Source passage:
-- -- --

More funds coming to Peninsula

Lawmakers: Investments being made in district

Mike Chapman.

Mike Chapman.

Additional funding is coming to the 24th Legislative District for education, behavioral health and the environment following the end of the state Legislature’s 2024 session.

State Reps. Steve Tharinger, D-Port Townsend, and Mike Chapman, D-Port Angeles, and Sen. Kevin Van De Wege, D-Lake Sutherland, told constituents during a telephone town hall on Tuesday that the Legislature’s short session tried to address myriad community issues.

“In a supplemental budget, we moved the needle forward without raising taxes,” Chapman said in a phone interview Wednesday.

Mike Chapman.

Mike Chapman.

The Legislature had increased spending on education, including funding for school construction and special education, Chapman said.

“We’re still not meeting the entire need though,” he said.

The state’s supplemental capital budget included $306 million for school construction and the operating budget included $333 million, with $77.5 million of that for transportation and $45 million for the state’s free meal program, according to the Washington State Standard.

Special education spending was increased by $27 million and nearly $72 million set aside to increase staff salaries as determined by local school districts.

During the meeting, constituents asked about funding for seismic retrofits to the district’s schools, but Tharinger, who chairs the House budget committee, said the Peninsula was not a state priority in that area.

“What we’re doing at the state level is we’re looking at districts where there are actual (seismic) faults,” Tharinger said. “Neither Port Angeles nor Sequim are high on the list for seismic adjustments.”

The state also included funding for childcare facilities in Port Angeles and $5 million for the construction of a technical training center for high school students in Sequim known as the Center of Excellence.

Also included in the capital budget was $15 million to help the Jamestown Healing Clinic in Sequim construct a psychiatric facility.

Homelessness and the ongoing opioid epidemic are always a topic of concern for constituents, the delegation said, and the operating budget included $51 million for drug prevention services in K-12 schools.

The Legislature also passed a law reforming police pursuit procedures in the state, reversing laws that were passed several years ago following the death of George Floyd.

“That essentially neutralized the previous work the Legislature has done on police pursuits,” Van De Wege said of the legislation.

Steve Tharinger.

Steve Tharinger.

-- -- --

Provided information:
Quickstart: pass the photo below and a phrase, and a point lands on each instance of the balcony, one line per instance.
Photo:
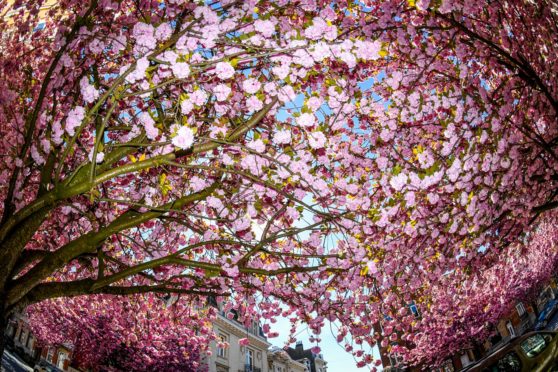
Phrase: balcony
(250, 368)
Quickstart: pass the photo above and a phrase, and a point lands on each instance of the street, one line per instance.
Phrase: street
(11, 363)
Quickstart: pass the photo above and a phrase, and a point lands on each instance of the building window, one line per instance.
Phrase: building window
(395, 360)
(465, 360)
(249, 360)
(30, 342)
(221, 350)
(520, 309)
(62, 356)
(510, 328)
(414, 310)
(254, 328)
(50, 354)
(23, 336)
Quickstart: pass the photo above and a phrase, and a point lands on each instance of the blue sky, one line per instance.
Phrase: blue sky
(338, 360)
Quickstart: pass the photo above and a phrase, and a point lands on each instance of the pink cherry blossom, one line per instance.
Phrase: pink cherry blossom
(184, 138)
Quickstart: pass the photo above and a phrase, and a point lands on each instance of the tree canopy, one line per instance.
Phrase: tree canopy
(316, 160)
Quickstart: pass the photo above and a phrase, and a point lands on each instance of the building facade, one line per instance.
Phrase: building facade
(20, 338)
(280, 361)
(238, 358)
(313, 362)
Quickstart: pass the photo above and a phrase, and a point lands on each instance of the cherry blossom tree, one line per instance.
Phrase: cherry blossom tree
(310, 159)
(136, 333)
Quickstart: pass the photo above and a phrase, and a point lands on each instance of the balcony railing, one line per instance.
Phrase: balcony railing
(250, 368)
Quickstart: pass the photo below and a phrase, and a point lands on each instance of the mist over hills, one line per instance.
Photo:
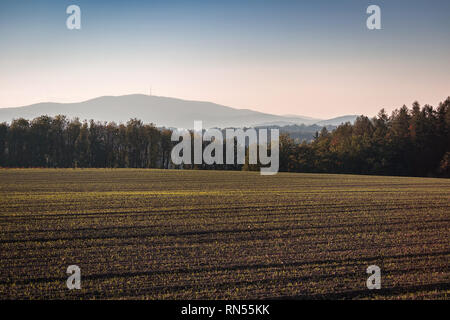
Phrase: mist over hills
(162, 111)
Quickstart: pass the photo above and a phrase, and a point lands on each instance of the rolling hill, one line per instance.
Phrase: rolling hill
(162, 111)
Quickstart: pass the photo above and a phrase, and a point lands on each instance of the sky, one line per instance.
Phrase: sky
(311, 58)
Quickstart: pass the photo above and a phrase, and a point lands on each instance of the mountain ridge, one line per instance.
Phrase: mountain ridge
(162, 111)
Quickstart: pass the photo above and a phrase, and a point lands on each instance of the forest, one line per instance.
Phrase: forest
(410, 142)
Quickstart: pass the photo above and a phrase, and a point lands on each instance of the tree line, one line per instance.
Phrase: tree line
(409, 142)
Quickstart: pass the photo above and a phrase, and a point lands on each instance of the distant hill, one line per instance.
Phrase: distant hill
(337, 121)
(162, 111)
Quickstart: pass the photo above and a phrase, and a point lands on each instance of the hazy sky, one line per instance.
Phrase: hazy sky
(314, 58)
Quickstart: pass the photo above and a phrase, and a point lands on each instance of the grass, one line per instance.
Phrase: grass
(154, 234)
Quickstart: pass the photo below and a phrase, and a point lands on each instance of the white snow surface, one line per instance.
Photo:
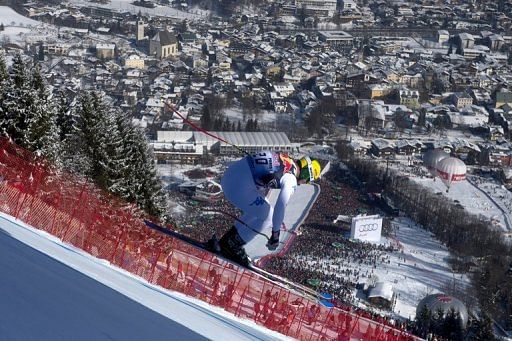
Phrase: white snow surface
(296, 211)
(10, 17)
(420, 270)
(16, 26)
(478, 197)
(45, 299)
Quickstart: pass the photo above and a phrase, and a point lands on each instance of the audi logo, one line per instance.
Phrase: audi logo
(368, 227)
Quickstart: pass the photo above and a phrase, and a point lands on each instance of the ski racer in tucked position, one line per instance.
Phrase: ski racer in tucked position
(246, 183)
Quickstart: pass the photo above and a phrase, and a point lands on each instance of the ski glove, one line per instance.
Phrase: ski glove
(273, 242)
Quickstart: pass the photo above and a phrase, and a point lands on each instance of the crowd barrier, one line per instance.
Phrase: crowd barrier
(79, 214)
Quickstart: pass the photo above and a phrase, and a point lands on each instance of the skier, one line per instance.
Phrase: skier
(246, 183)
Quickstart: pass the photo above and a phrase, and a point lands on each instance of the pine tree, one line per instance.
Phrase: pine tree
(145, 188)
(484, 329)
(65, 117)
(86, 151)
(4, 81)
(17, 98)
(206, 119)
(4, 75)
(41, 134)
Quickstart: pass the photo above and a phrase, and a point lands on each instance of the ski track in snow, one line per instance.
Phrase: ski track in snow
(188, 313)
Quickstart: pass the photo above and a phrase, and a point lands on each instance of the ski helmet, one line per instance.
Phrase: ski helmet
(309, 169)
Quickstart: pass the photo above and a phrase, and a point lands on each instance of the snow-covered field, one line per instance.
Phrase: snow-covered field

-- -- --

Tasks to perform:
[A] In the Peninsula funding article, what are the answers to these questions?
(i) How much did the state's supplemental capital budget include for school construction?
(ii) Which lawmaker chairs the House budget committee?
(iii) How much did the capital budget provide to help the Jamestown Healing Clinic in Sequim build a psychiatric facility?
[B] Could you carry on the Peninsula funding article from its last line?

Replies:
[A]
(i) $306 million
(ii) Steve Tharinger
(iii) $15 million

[B]
Tharinger said much of the money that’s been allocated in the budget depends on the state’s Climate Commitment Act, which established a cap-and-trade market for greenhouse gas emissions. There’s an initiative on the November ballot to repeal the act, which Tharinger said would jeopardize more than $700 million in funding for forest lands, riparian environments, salmon recovery and HVAC installation in schools and other public buildings.

“That would be devastating,” Tharinger said. “That will eliminate a lot of the funding for the work that we’re trying to do.”

Another initiative seeks to repeal Washington’s capital gains tax, which would also hurt state budgets, Tharinger said.

“Voting no on those initiatives will help maintain that funding,” he said.

All three delegation members are up for re-election this year, but only Tharinger is looking to remain in his current seat.

Kevin Van De Wege.

Kevin Van De Wege.

Van De Wege is running for Commissioner of Public Lands, a statewide position that heads the Department of Natural Resources, a post currently held by Hilary Franz, who was running for governor before suspending that campaign to seek outgoing U.S. Rep. Derek Kilmer’s congressional seat.

“My office will be open until the end of the year,” Van De Wege said. “I tell our constituents it’s been a pleasure serving them and public lands commissioner is something that’s important for the Olympic Peninsula. I look forward to representing them in that capacity.”

Chapman announced he will seek Van De Wege’s Senate seat, as has Quilcene Republican Marcia Kelbon, a chemical engineer and attorney currently serving as a Quilcene Fire District commissioner.

There are currently four candidates for Chapman’s seat, Democrats Adam Bernbaum, Eric Pickens and Nathan Tyler, and Republican Matthew Roberson.

Tharinger, who serves in the 24th District Position 2 House seat, currently has no challengers registered with the state Public Disclosure Commission.